Output the lines that follow exactly as they are.
** start GIVEN DATA **
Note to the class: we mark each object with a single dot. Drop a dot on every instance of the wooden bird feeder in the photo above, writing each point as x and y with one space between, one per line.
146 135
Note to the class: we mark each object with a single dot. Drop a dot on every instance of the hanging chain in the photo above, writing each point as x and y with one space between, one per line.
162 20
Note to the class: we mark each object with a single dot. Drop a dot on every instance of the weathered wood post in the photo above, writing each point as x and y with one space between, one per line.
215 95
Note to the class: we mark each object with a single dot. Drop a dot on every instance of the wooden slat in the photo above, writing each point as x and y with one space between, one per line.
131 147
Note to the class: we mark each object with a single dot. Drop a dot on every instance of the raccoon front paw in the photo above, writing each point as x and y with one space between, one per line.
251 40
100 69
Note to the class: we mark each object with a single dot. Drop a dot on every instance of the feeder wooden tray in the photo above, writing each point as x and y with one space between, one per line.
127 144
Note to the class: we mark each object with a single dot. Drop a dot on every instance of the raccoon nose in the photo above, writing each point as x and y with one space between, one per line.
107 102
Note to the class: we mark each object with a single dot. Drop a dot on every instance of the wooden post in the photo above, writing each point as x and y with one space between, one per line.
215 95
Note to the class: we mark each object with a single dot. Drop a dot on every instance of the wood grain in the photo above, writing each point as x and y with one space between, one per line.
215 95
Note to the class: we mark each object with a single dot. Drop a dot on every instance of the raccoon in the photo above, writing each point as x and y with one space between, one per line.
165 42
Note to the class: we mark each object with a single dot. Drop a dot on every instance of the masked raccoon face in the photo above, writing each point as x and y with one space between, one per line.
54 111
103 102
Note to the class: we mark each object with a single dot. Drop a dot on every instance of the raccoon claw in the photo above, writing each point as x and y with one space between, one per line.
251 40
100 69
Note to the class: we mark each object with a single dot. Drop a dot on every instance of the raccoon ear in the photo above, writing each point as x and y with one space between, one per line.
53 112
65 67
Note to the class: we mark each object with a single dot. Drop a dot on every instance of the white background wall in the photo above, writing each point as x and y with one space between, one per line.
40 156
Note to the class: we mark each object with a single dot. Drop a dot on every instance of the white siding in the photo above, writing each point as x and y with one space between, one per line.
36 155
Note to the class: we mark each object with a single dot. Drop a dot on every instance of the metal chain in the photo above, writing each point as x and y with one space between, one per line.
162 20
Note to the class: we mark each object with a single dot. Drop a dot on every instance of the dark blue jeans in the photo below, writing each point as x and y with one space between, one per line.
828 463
** end GIVEN DATA **
▶ _EXERCISE SOLUTION_:
Note to the class: we mark each object with a single dot. Drop a dot on every instance of the wooden bird feeder in the photo above, writing each point as x and y with one space between, one per line.
146 135
Note to the class: we mark each object with a single dot. Drop a dot on every instance of the hanging chain in the photo above, writing each point as x and y with one space between, one per line.
162 20
Note to the class: we mark each object with a single dot. Drop a dot on every instance of the weathered wood post in the photo above, writing each point as x and y with one space between, one per line.
215 95
Note to the class: we mark each object with a single dot. Drop a dot on every instance of the wooden slat in the photo above, writing each point as x and y with one space between, one per line.
131 147
Note to the class: we mark each object with a single dot. Drop a dot on every instance of the raccoon front paw in the photo above, writing each point as x and y with one space between, one per line.
251 40
100 69
Note to the class: we mark each object with a single dot. Drop a dot on every instance of the feeder wooden tray in the photo above, writing each point as x and y with one space between, one per line.
127 144
Note to the class: we mark each object with a single dot. Drop a dot on every instance of the raccoon nose in the photo above, writing each point as x and y with one space between, one per line.
107 102
Note to the class: we mark each object with a single dot. Drop a dot on every instance of the wooden post in the photo above, writing each point as x and y with one space between, one per line.
215 95
Note to the class: we mark each object with a single dot. Drop a dot on every instance of the wood grain in the photo above, writing each point as x and y with one space between, one per line.
215 95
Note to the class: we mark each object with a single dot. Drop a dot on every instance of the raccoon in the photo above, writing each point as x and y with one space between, one per line.
165 42
Note to the class: we mark each object with a single dot. Drop a dot on every instance of the masked raccoon face in the photo above, writing each point as x and y with one space between, one per line.
54 111
103 102
Note to the class: we mark each object with a single dot. Drop a dot on every instance of the raccoon claw in the photo above, writing each point as x and y with one space between, one per line.
251 40
100 69
Note to the class: we mark each object with a single dot. Drop a dot on every instance of the raccoon ear in the photo above, writing each point as x and y with one space between, one per line.
53 112
65 67
Note to the class: we mark each object with a single dot. Drop a dot on every instance of the white background wall in the photo above, writing each point as x and y with one space between, one per line.
40 156
Note to the class: we mark each object with a single dot. Drop a dot on every instance of the white siding in the photo above, writing each point as x and y with one space between, one per line.
36 155
Note to the class: we mark each object with a single dot. Drop a dot on every instance of the metal chain in the photo above, writing each point as x and y with one space between, one per line.
162 20
Note to the class: we mark each object with a single dot. Drop a dot on every instance of the dark blue jeans in the photo below, writing each point as x and y with one space between, one per line.
828 463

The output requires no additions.